** The records **
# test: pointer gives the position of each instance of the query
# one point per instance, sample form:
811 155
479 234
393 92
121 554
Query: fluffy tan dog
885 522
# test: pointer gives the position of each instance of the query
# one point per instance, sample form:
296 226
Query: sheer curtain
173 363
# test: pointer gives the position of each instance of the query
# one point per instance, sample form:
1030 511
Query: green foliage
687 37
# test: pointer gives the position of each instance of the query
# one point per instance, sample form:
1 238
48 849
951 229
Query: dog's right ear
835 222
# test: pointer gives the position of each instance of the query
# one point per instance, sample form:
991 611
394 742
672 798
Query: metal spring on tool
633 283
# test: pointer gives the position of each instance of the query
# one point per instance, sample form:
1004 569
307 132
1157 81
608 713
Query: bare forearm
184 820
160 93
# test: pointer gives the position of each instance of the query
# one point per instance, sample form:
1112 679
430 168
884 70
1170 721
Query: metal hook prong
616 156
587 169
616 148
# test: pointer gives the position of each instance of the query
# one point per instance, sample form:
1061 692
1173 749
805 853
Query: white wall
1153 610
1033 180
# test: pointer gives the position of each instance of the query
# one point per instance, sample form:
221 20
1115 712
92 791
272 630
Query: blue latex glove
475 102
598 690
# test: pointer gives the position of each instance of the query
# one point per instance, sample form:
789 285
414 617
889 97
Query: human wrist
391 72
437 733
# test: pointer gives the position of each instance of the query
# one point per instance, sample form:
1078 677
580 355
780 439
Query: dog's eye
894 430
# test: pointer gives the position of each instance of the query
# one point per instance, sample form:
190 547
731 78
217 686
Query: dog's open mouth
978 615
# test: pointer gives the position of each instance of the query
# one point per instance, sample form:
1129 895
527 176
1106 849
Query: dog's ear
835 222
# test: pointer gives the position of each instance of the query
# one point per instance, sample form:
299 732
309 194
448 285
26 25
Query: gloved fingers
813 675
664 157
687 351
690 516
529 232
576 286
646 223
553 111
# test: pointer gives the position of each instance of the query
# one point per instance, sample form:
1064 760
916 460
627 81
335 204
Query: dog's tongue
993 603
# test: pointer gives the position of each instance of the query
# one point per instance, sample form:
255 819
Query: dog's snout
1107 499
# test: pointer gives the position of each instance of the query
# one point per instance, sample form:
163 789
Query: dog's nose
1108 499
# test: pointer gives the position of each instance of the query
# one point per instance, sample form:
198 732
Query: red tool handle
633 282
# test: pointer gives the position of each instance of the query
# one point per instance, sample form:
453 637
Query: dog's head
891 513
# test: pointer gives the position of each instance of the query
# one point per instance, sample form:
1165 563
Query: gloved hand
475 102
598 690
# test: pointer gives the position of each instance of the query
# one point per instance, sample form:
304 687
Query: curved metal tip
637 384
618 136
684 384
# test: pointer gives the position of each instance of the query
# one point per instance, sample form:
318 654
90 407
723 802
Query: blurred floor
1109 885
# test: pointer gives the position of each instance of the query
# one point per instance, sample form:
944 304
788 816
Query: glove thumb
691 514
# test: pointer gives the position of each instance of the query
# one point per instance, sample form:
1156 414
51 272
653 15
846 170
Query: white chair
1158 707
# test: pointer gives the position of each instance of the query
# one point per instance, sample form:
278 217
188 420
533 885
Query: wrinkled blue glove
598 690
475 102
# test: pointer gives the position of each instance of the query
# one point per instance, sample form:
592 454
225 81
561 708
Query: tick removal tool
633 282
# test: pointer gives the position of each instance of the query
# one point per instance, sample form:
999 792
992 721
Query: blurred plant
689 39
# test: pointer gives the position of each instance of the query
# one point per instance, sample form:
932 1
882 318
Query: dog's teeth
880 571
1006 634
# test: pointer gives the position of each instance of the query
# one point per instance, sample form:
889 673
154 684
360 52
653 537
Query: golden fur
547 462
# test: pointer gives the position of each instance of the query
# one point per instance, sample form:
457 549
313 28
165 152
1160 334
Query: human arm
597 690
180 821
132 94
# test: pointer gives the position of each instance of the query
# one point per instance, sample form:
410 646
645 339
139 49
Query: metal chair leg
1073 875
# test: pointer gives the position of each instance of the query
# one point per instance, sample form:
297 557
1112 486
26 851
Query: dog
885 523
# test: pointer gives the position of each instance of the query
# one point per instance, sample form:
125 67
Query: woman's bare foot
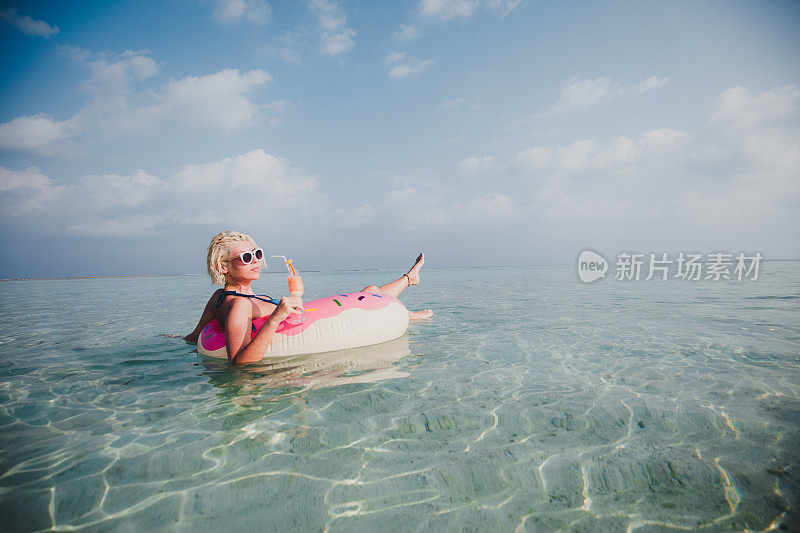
416 315
413 274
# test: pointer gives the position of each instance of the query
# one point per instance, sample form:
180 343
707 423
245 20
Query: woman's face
236 269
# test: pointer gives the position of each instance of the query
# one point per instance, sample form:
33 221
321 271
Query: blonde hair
218 252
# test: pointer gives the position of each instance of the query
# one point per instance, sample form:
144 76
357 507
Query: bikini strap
263 298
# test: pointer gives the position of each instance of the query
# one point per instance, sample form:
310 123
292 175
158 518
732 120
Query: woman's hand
287 306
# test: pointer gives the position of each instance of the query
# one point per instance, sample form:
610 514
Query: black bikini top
263 298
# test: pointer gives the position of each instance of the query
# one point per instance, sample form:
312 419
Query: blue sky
354 134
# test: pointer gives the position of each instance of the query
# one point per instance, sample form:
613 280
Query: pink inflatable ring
334 323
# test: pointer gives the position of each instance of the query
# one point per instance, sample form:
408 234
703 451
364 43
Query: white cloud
111 190
220 100
447 10
653 82
403 65
26 192
254 12
26 24
580 95
336 38
461 103
406 33
760 132
287 48
116 104
111 78
438 210
474 165
40 134
591 156
739 106
254 189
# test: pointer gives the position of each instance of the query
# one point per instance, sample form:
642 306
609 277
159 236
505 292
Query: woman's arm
237 329
208 315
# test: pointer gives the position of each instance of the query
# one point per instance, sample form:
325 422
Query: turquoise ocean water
530 402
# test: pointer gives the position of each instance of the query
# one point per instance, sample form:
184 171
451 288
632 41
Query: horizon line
54 278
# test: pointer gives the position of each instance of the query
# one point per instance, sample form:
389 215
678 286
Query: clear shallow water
530 402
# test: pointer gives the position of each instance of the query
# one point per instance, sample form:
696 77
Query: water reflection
312 371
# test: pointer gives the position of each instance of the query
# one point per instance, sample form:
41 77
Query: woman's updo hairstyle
218 252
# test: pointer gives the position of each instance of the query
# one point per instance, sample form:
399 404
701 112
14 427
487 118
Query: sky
354 134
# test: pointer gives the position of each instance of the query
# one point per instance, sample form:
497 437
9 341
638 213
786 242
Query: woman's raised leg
397 286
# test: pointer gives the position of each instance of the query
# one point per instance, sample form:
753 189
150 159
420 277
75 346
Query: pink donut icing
212 337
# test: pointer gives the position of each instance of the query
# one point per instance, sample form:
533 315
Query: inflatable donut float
337 322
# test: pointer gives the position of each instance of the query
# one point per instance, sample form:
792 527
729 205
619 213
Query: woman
234 261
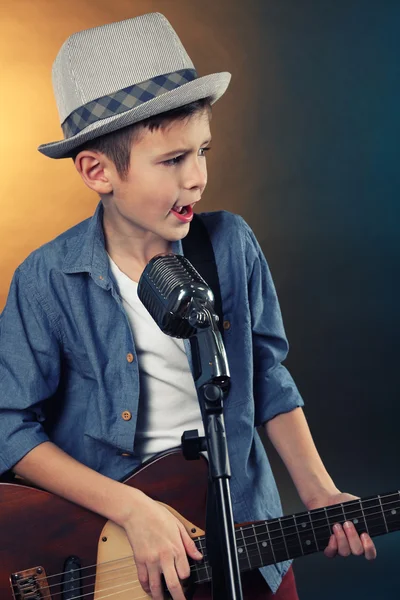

** Directions **
Reproduce the data above word for word and omit the images.

** Answer box **
# test: pointer gives the position of each instance of the query
# one point per instance, sample form:
811 155
479 234
393 92
121 554
Query: fluffy tan dog
885 522
# test: pointer gives the position of each instance of the query
# one point per instance, sample form:
296 226
Query: sheer curtain
173 363
# test: pointer gives the position of each instance of the query
# one point per instance, sample form:
1030 511
Query: green foliage
687 37
# test: pointer gives the position of each instance of the query
# one point per instance, sample form:
1 238
48 849
951 229
Query: dog's right ear
835 222
# test: pointer gives the position of each instance of the query
# one point per instance, sample form:
991 611
394 742
672 798
Query: metal spring on tool
633 283
# test: pointer gives the position of each instance of the query
# one point per instance, sample form:
1004 569
307 132
1157 81
608 713
Query: bare forearm
184 820
160 93
# test: pointer gives the position of each instance of the query
# one point per instance, sample form:
1112 679
430 168
884 70
1170 721
Query: metal hook prong
616 156
587 169
616 148
# test: pointer gives the position of each instance of the query
# one point per instance, sample form:
1061 692
1173 749
805 853
Query: white wall
1153 610
1033 180
# test: pointer gives the position of each instance of the query
# one point per instance, sample form:
221 20
1115 712
92 791
272 630
Query: blue latex glove
475 102
598 690
# test: pointer gives the position of each instance of the query
# one point per instance, sample form:
789 285
414 617
889 97
Query: human wrist
391 72
437 733
# test: pointer gives the position of each instance of the query
# one point per instance, sample form:
1078 677
580 355
780 439
Query: dog's eye
894 430
# test: pointer gives the position of each instance of the query
# one point per instance, sample form:
190 547
731 78
217 686
Query: dog's open mouth
978 615
# test: pointer gives the position of each instance of the query
# one point per instance, sample form:
1129 895
527 176
1106 849
Query: dog's ear
835 222
# test: pointer gives the position of each instance of the query
# one point per instance, sample form:
299 732
309 194
448 285
26 25
Query: gloved fingers
813 675
664 157
687 351
690 516
529 232
576 286
646 223
553 111
# test: pointer gives the position of each instance of the query
# one point per instance, sample form:
1064 760
916 460
627 81
335 204
Query: dog's tongue
993 603
# test: pointer gives the position of each instance of the query
# one point per instance, sample form:
255 819
Query: dog's snout
1107 499
# test: pointer gives the position of each instance of the query
# one point per instance, sample form:
163 789
Query: dog's nose
1108 499
# test: pointer gives the position of each instance of the query
# one point per instance, sample form:
198 732
Query: red tool handle
633 282
# test: pointer gives the position of each instance of the query
# one point per instance, sample form:
453 637
Query: dog's head
891 513
# test: pointer gives the position of each instance of the query
# one point per instance, sample form:
1165 563
Query: gloved hand
475 102
598 690
# test: pointer gives the position of each instance of the query
# one point per instance, sample form:
304 687
Query: curved metal tip
637 384
618 136
684 384
# test: pointer gives the position of each instance of the query
# one point per instance, sample form:
318 654
90 407
723 802
Query: blurred floor
1109 885
# test: pointer gives the position of each instance of the query
# one point per instance, sample form:
944 304
788 816
Query: glove thumb
691 514
# test: pointer gives the position of each instance of the query
# one point per instance, sample form:
1156 414
51 272
653 15
846 170
Query: white chair
1158 707
# test: pointer gives the position of each instance of the query
# one point per instance, sample form:
278 217
188 420
533 885
Query: wrinkled blue glove
598 690
475 102
# test: pointer gives the position of each instance of the query
# one point per instance, sample form:
592 454
225 81
561 708
Query: tick removal tool
633 282
# test: pointer gives the position of each instance of the query
# one point per instance, sample form:
999 792
992 721
Query: blurred plant
689 39
# test: pointer gives the position of each instance of the query
# one point per instance, sample form:
932 1
882 318
Query: dog's teeth
880 571
1006 634
# test: pointer gives the position of each instance of the query
# one point per instance, sample form:
889 673
154 684
360 52
653 537
Query: golden fur
547 462
# test: pointer gives the position of each instance of the query
# one point per instance, sample form:
457 549
313 28
165 152
1160 334
Query: human arm
597 690
180 821
132 94
# test: pointer gives the position of each instance of the query
# one point per instance, sample form:
410 646
645 339
139 49
Query: metal chair leg
1073 875
# test: pointer gives the position of each instance of the query
# one point per instance, sample form:
297 557
1112 486
26 851
Query: dog
885 523
# test: pointer gives the position of each instance of the query
# one point per instance, sample form:
125 67
Query: woman's bare foot
416 315
413 274
# test: pointer gives the position of each instance of the query
# one point per instance, sample form:
180 343
707 423
245 20
Query: woman's face
236 269
# test: pointer gives the position of each instance of the query
# one point per instance, sample form:
33 221
321 271
Query: blonde hair
218 252
# test: pointer gives the position of each instance of the query
# one point per instance, sample form:
144 76
357 507
Query: bikini strap
263 298
# test: pointer gives the position of each instance of the query
# one point per instance, sample form:
310 123
292 175
158 518
732 120
Query: woman's hand
287 306
# test: pointer gives the position of each instance of the query
# one point per instance, sample form:
610 514
Query: black bikini top
263 298
# test: pointer gives the position of each instance of the query
# one point per instance, sample form:
312 419
Query: blue sky
354 134
# test: pointer gives the position of each instance of the query
# one point per instance, sample form:
613 280
Query: pink inflatable ring
334 323
# test: pointer gives the position of each instance of the query
# one point per instance, sample form:
408 234
703 451
364 43
Query: white cloud
111 190
220 100
447 10
653 82
403 65
26 192
254 12
26 24
580 95
336 38
461 103
406 33
760 132
287 48
116 104
111 78
438 210
474 165
40 134
591 156
739 106
254 189
# test: pointer gives the position of each instance of the query
# one point per instance, sample form:
642 306
609 277
159 236
505 292
Query: woman's arm
237 329
208 315
# test: pointer gives the position of each instance of the query
# one point per instance, sample form:
325 422
Query: turquoise ocean water
530 402
# test: pointer gives the position of each instance of the query
# one point per instance, sample form:
184 171
451 288
632 41
Query: horizon line
54 278
# test: pointer gives the position of each instance of the query
# one point per instance, sample form:
389 215
678 286
Query: clear shallow water
530 402
# test: pointer gives the position of each instance of the query
# one point per instance, sample form:
696 77
Query: water reflection
312 371
# test: pointer gives the position of each instance of the query
# one point per instance, sample form:
41 77
Query: woman's updo hairstyle
218 252
# test: pointer gives the position of each instance of the query
# one point per instance, sample form:
399 404
701 112
14 427
487 118
Query: sky
354 134
# test: pointer gives the position of each instance of the query
# one point per instance, sample form:
497 437
9 341
638 213
786 242
Query: woman's raised leg
397 286
# test: pointer gives the position of each instance of the query
# one point per instance, sample form:
753 189
150 159
420 277
75 346
Query: pink donut icing
212 337
# test: pointer gives the position of each instance of the query
# one point per instance, sample form:
533 315
Query: inflatable donut float
337 322
# test: pointer gives the position of each instance of the query
# one point per instance, sample form:
792 527
729 205
619 213
Query: woman
234 261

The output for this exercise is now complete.